▶ What the task asks
Exactly how many lines in this data contain the word "brown"? Only the number should be given.

▶ Materials provided

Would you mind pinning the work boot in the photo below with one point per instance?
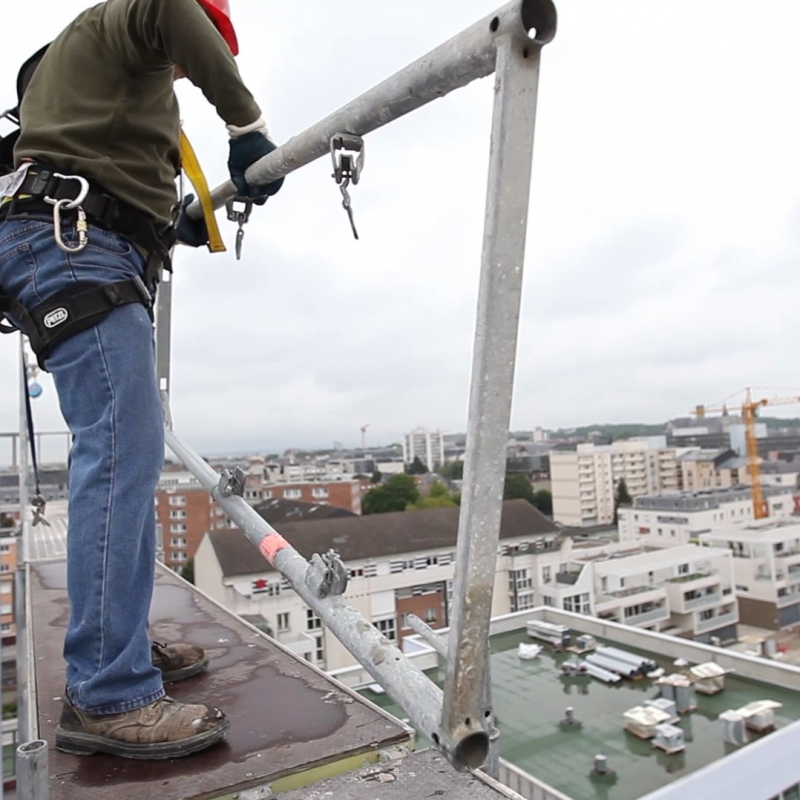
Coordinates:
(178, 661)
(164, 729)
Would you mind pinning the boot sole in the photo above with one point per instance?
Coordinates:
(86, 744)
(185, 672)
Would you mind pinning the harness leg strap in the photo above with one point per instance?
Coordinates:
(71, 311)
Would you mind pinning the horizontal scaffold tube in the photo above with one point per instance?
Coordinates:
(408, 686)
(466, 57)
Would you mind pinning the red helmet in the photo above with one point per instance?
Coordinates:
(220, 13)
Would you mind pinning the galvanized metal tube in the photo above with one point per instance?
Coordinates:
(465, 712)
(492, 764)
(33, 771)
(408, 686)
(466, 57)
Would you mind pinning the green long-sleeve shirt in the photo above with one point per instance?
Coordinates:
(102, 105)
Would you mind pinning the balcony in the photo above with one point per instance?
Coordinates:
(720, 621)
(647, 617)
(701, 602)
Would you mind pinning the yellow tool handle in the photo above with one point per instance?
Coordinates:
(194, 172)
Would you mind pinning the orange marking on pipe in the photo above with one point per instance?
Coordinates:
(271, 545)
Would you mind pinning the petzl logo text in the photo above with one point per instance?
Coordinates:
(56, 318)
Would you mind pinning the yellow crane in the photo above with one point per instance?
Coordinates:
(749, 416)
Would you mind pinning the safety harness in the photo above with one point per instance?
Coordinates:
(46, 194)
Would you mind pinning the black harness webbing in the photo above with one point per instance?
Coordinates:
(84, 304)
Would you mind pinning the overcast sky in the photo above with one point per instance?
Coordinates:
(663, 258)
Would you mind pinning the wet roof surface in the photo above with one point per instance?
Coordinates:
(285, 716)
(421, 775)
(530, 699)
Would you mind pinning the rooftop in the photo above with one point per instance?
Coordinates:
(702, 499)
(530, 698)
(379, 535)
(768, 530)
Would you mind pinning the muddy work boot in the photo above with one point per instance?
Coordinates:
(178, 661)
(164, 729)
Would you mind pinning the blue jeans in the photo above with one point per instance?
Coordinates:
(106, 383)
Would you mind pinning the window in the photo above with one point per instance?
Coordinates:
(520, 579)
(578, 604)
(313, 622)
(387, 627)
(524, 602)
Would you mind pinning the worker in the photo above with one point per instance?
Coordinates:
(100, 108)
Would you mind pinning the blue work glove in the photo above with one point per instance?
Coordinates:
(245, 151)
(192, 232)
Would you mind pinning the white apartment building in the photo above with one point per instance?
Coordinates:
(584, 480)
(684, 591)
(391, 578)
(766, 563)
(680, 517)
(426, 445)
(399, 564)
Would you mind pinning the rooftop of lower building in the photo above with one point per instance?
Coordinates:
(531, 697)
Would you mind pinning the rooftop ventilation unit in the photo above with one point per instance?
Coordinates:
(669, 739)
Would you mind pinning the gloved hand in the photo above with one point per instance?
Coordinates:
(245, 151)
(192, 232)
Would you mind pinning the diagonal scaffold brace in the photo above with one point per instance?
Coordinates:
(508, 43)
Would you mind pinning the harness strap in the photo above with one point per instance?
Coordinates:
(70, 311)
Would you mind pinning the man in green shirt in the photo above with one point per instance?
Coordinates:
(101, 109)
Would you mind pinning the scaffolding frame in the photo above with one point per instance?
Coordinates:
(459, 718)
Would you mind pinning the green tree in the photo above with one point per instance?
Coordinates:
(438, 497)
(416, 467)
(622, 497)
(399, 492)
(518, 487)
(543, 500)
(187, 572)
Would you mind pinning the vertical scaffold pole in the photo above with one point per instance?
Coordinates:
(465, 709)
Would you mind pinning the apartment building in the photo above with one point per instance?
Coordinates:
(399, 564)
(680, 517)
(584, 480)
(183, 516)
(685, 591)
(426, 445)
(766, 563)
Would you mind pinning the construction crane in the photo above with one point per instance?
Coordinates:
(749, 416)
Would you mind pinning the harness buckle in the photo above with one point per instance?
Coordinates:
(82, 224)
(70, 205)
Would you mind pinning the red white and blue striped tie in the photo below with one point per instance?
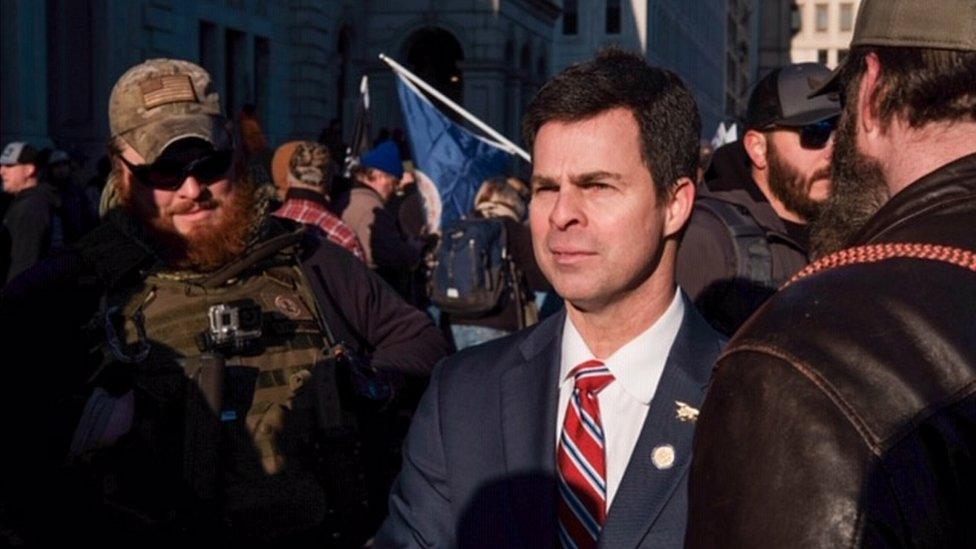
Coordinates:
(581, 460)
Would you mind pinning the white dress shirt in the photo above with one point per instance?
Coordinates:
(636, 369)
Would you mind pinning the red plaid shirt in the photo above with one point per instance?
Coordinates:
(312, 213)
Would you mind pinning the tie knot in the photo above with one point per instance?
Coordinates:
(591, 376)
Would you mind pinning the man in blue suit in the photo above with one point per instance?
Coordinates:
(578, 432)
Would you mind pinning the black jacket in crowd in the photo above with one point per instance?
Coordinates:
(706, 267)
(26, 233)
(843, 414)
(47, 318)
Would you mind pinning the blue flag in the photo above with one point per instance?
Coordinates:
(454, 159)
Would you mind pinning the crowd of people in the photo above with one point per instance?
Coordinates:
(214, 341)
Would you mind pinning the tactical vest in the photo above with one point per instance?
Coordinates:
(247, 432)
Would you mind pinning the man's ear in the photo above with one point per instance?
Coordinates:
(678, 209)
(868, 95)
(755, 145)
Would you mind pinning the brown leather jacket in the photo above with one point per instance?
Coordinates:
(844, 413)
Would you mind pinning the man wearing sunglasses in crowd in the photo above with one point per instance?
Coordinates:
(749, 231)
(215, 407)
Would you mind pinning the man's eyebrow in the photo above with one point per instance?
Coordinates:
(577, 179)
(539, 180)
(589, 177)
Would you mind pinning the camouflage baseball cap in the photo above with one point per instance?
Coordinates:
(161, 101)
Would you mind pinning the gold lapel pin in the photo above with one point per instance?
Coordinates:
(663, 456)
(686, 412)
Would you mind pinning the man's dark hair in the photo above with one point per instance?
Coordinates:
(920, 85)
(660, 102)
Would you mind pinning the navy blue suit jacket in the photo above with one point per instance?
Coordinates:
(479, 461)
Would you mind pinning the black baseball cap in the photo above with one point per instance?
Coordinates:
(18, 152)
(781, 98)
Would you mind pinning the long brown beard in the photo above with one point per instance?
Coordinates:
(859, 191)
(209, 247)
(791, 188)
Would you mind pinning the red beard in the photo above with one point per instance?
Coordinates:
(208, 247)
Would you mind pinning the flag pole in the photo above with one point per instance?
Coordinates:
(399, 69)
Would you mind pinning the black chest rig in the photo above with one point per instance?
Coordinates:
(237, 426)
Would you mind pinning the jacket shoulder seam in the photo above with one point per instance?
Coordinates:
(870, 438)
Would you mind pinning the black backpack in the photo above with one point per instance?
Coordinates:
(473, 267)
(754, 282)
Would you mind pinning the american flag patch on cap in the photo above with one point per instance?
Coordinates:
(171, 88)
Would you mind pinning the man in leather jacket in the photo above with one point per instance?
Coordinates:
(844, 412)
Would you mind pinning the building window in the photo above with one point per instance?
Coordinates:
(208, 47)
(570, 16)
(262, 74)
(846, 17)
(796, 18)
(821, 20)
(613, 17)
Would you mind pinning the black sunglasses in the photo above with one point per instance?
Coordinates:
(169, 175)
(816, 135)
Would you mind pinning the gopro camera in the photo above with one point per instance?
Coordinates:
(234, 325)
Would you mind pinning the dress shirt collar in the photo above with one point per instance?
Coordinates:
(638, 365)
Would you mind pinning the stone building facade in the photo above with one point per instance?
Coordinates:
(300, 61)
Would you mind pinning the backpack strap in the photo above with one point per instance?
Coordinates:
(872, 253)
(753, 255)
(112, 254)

▶ Response
2